**DIRECTIONS:**
A. Using the piece on the LUNAR games below, decide whether each statement agrees with it: (i) the Sega CD games first came out in 1992 and 1994; (ii) the writer had reasons other than LUNAR for buying a Saturn; (iii) the writer's favorite versions are the ones made for the Gameboy Advance. Answer yes or no for each, quoting the words that settle it.
B. Lay out all the lines of the records that follow the LUNAR piece as a Markdown table, skipping blank lines. Use the columns Number and Record line, with one row per line.

Today I’d like to begin a “miniseries” about various media that strongly influenced my development as a person. While of course my environment, friends, personal disposition and parents all have the strongest impact on my formative years, I can’t ignore the connections to the entertainment industry. In reflecting on the main points of various games, movies and books I find that so many of these messages became my own anthems. I will begin this discussion with a pair of video games originally released in 1992 and 1994 respectively for the Sega CD: LUNAR: The Silver Star and LUNAR: Eternal Blue. They were remade for the Sega Saturn in Japan, and my fandom was the sole reason I bought the Saturn console. Much to my dismay, due to the untimely death of the Saturn’s market in America the games were ported to the Sony Playstation instead. Predictably, I acquired a Playstation in order to play the remakes. In fact, I love this game so much that I also purchased import copies of the Saturn versions in Japanese, and followed a few of the spin-offs and further remakes such as LUNAR Legend for the Gameboy Advance. Although the later remakes flesh out a few points that were never brushed upon in the other versions, my favorite renditions were the remakes released on the Saturn/Playstation as I feel these consoles were better capable of handling the ambitions of the studio.

**SUPPLIED DATA:**
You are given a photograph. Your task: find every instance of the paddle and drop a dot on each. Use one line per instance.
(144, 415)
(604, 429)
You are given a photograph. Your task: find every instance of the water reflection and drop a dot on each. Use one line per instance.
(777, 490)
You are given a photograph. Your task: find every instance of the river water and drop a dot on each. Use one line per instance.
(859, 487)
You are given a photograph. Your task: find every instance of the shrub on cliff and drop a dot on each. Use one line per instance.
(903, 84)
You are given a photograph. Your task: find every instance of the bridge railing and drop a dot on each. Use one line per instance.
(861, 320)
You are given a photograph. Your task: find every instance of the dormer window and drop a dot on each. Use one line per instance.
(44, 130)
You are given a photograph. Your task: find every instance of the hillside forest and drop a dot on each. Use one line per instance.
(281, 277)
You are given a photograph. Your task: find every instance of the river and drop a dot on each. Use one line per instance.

**SOLUTIONS:**
A.
(i) Yes: "originally released in 1992 and 1994 respectively for the Sega CD"
(ii) No: "my fandom was the sole reason I bought the Saturn console"
(iii) No: "my favorite renditions were the remakes released on the Saturn/Playstation"

B.
| Number | Record line |
|---|---|
| 1 | You are given a photograph. Your task: find every instance of the paddle and drop a dot on each. Use one line per instance. |
| 2 | (144, 415) |
| 3 | (604, 429) |
| 4 | You are given a photograph. Your task: find every instance of the water reflection and drop a dot on each. Use one line per instance. |
| 5 | (777, 490) |
| 6 | You are given a photograph. Your task: find every instance of the river water and drop a dot on each. Use one line per instance. |
| 7 | (859, 487) |
| 8 | You are given a photograph. Your task: find every instance of the shrub on cliff and drop a dot on each. Use one line per instance. |
| 9 | (903, 84) |
| 10 | You are given a photograph. Your task: find every instance of the bridge railing and drop a dot on each. Use one line per instance. |
| 11 | (861, 320) |
| 12 | You are given a photograph. Your task: find every instance of the dormer window and drop a dot on each. Use one line per instance. |
| 13 | (44, 130) |
| 14 | You are given a photograph. Your task: find every instance of the hillside forest and drop a dot on each. Use one line per instance. |
| 15 | (281, 277) |
| 16 | You are given a photograph. Your task: find every instance of the river and drop a dot on each. Use one line per instance. |